Please return every line in the data below that contains the word "pixel".

========================

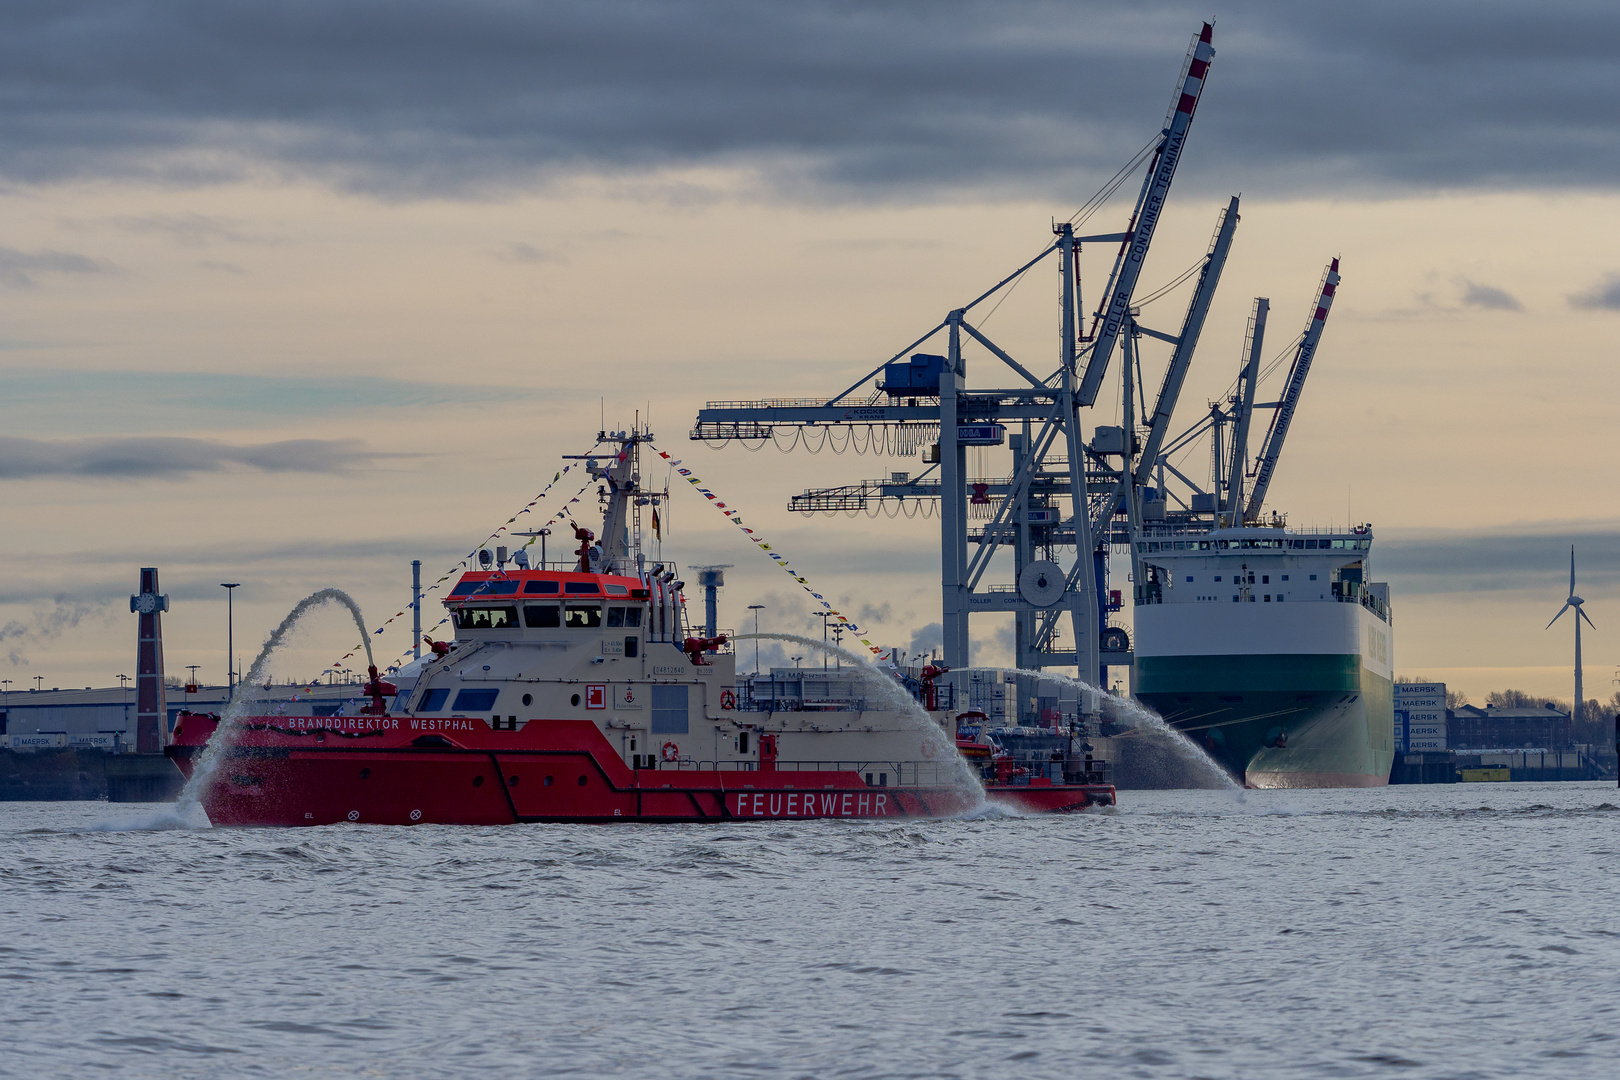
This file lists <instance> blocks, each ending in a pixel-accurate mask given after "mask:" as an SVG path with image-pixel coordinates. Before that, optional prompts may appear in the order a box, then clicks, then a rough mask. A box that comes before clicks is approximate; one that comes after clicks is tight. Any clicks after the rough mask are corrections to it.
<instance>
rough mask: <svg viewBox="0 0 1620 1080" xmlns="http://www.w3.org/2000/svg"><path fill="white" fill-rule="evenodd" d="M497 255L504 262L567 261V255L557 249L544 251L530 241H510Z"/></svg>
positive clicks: (535, 265) (544, 261) (535, 264)
mask: <svg viewBox="0 0 1620 1080" xmlns="http://www.w3.org/2000/svg"><path fill="white" fill-rule="evenodd" d="M496 257H497V259H501V261H502V262H527V264H531V266H538V264H541V262H567V257H565V256H564V254H561V253H557V251H544V249H541V248H536V246H535V244H528V243H510V244H507V246H505V248H502V249H501V251H499V253H496Z"/></svg>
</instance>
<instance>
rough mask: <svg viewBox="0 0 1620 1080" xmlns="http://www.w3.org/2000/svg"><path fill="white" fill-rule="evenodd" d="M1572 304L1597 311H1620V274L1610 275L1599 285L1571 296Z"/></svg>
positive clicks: (1571, 302) (1583, 307) (1576, 305)
mask: <svg viewBox="0 0 1620 1080" xmlns="http://www.w3.org/2000/svg"><path fill="white" fill-rule="evenodd" d="M1570 303H1571V304H1573V306H1576V308H1589V309H1596V311H1620V274H1610V275H1609V277H1607V279H1604V280H1602V282H1601V283H1599V285H1592V287H1591V288H1589V290H1586V291H1584V293H1576V295H1573V296H1570Z"/></svg>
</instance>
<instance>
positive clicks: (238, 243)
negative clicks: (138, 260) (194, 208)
mask: <svg viewBox="0 0 1620 1080" xmlns="http://www.w3.org/2000/svg"><path fill="white" fill-rule="evenodd" d="M76 223H78V222H76ZM107 223H109V225H113V227H115V228H122V230H123V232H126V233H136V235H156V236H168V238H170V240H173V241H175V243H178V244H181V246H186V248H201V246H204V244H214V243H238V244H240V243H254V241H258V240H259V236H256V235H254V233H249V232H248V230H245V228H243V227H241V223H240V222H237V220H235V219H228V217H214V215H209V214H190V212H188V214H144V215H125V217H113V219H109V222H107Z"/></svg>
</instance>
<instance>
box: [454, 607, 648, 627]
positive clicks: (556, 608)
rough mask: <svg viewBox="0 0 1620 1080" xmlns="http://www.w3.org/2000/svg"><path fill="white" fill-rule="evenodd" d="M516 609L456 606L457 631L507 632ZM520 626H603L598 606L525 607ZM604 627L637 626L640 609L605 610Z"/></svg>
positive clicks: (517, 622)
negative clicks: (468, 630) (605, 626)
mask: <svg viewBox="0 0 1620 1080" xmlns="http://www.w3.org/2000/svg"><path fill="white" fill-rule="evenodd" d="M517 625H518V622H517V607H458V609H457V610H455V628H457V630H507V628H514V630H515V628H517ZM523 625H525V627H528V628H531V630H556V628H569V630H595V628H598V627H601V625H604V612H603V606H601V604H525V606H523ZM606 625H608V627H640V625H642V609H640V607H609V609H608V610H606Z"/></svg>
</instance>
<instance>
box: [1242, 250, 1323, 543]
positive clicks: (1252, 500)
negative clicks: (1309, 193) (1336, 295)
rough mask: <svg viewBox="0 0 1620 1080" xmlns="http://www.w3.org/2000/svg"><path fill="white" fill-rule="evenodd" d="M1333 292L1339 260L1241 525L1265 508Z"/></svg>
mask: <svg viewBox="0 0 1620 1080" xmlns="http://www.w3.org/2000/svg"><path fill="white" fill-rule="evenodd" d="M1336 291H1338V259H1333V261H1332V262H1328V266H1327V270H1325V272H1324V274H1322V288H1320V290H1319V291H1317V304H1315V309H1314V311H1312V313H1311V322H1307V324H1306V332H1304V337H1301V338H1299V348H1298V350H1294V363H1293V366H1291V368H1290V369H1288V387H1286V389H1285V390H1283V398H1281V400H1280V402H1278V403H1277V411H1275V413H1273V415H1272V427H1270V431H1267V432H1265V444H1264V445H1262V447H1260V457H1259V458H1257V460H1255V463H1254V492H1252V494H1251V495H1249V505H1247V507H1246V508H1244V512H1243V518H1244V521H1254V520H1259V517H1260V507H1264V505H1265V489H1267V487H1270V486H1272V474H1273V473H1275V471H1277V458H1278V457H1280V455H1281V452H1283V440H1285V439H1288V424H1290V423H1293V419H1294V410H1298V408H1299V393H1301V390H1304V387H1306V376H1309V374H1311V361H1312V359H1315V350H1317V343H1319V342H1320V340H1322V327H1325V325H1327V313H1328V309H1330V308H1332V306H1333V295H1335V293H1336Z"/></svg>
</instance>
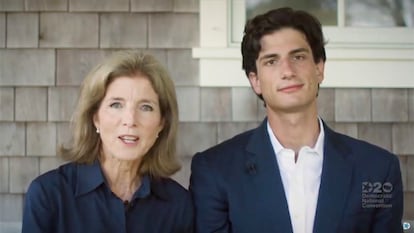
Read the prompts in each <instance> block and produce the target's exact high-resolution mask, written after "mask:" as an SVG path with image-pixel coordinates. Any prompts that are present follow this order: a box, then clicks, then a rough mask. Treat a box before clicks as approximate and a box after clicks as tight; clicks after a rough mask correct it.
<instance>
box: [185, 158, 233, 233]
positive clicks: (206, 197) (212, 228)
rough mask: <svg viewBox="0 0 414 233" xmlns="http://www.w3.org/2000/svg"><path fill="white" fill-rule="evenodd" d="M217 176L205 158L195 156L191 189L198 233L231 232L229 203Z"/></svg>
mask: <svg viewBox="0 0 414 233" xmlns="http://www.w3.org/2000/svg"><path fill="white" fill-rule="evenodd" d="M216 175H217V174H214V171H213V170H212V169H211V168H210V167H209V164H208V162H207V161H206V158H205V156H202V154H196V155H195V156H194V158H193V160H192V163H191V176H190V186H189V189H190V192H191V194H192V198H193V202H194V209H195V230H196V232H197V233H207V232H221V233H227V232H231V226H230V222H229V220H228V219H229V218H228V216H229V213H228V204H227V203H228V202H227V199H226V195H225V194H224V192H223V191H220V189H219V188H218V187H219V185H218V183H217V178H216Z"/></svg>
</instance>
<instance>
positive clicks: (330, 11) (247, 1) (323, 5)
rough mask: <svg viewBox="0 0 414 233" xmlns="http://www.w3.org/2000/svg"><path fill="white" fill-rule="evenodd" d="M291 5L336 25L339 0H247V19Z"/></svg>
mask: <svg viewBox="0 0 414 233" xmlns="http://www.w3.org/2000/svg"><path fill="white" fill-rule="evenodd" d="M285 6H289V7H292V8H294V9H297V10H306V11H308V12H310V13H312V14H313V15H315V16H316V17H317V18H318V19H319V20H320V21H321V23H322V24H323V25H328V26H336V25H337V24H338V22H337V8H338V3H337V0H313V1H309V0H246V19H251V18H253V17H254V16H256V15H258V14H262V13H265V12H266V11H268V10H270V9H274V8H279V7H285Z"/></svg>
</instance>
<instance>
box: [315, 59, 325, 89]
mask: <svg viewBox="0 0 414 233" xmlns="http://www.w3.org/2000/svg"><path fill="white" fill-rule="evenodd" d="M316 77H317V78H318V83H319V84H321V83H322V81H323V79H324V78H325V62H323V61H320V62H319V63H318V64H316Z"/></svg>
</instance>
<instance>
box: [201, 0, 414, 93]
mask: <svg viewBox="0 0 414 233" xmlns="http://www.w3.org/2000/svg"><path fill="white" fill-rule="evenodd" d="M285 1H286V2H289V3H290V4H296V5H291V6H292V7H294V8H302V9H306V10H308V11H311V12H312V13H313V14H315V15H316V16H317V17H318V18H319V19H320V20H321V21H322V23H323V24H324V26H323V31H324V34H325V37H326V39H327V40H328V44H327V47H326V49H327V57H328V60H327V64H326V66H325V67H326V68H325V69H326V70H325V80H324V83H323V84H322V87H373V88H375V87H390V88H391V87H395V88H399V87H401V88H408V87H414V26H413V19H414V18H413V17H414V16H413V15H414V13H413V12H414V0H381V1H379V0H315V1H312V5H309V3H308V2H309V1H306V0H302V1H300V0H278V2H285ZM271 2H276V1H274V0H273V1H272V0H202V1H200V27H201V32H200V48H194V49H193V56H194V57H196V58H199V59H200V85H201V86H248V85H249V84H248V82H247V78H246V76H245V74H244V72H243V70H242V69H241V54H240V41H241V38H242V32H243V27H244V24H245V21H246V18H249V14H252V15H255V14H257V13H261V12H259V11H263V10H265V9H270V7H273V6H263V5H262V6H260V4H275V3H271ZM315 2H319V3H318V4H319V5H318V4H316V3H315ZM253 3H254V4H253ZM301 4H302V5H301ZM321 4H324V5H323V7H322V6H321ZM375 4H376V5H375ZM381 4H382V5H381ZM386 4H388V5H386ZM312 6H316V7H313V8H312ZM256 12H257V13H256ZM347 12H348V13H347ZM387 12H388V13H387ZM367 15H369V17H368V16H367Z"/></svg>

========================

TASK RESPONSE ::
This file lists <instance> blocks, each ending in a pixel-accurate mask given after "mask:" as an SVG path with image-pixel coordinates. Before that, optional prompts may appear in the order a box, then clicks, then a rough mask. A box that comes before clicks is approximate; one that comes after clicks is tight. Any clicks after the rough mask are corrections to it.
Read the prompts in each <instance> block and produce the target's exact high-resolution mask, written after "mask:" as an SVG path with image-pixel coordinates. Any prompts that are present follow this order: a box, then clicks, then a rough mask. Treat a box before clicks as approximate and a box after clicks as tight; clicks after a rough mask correct it.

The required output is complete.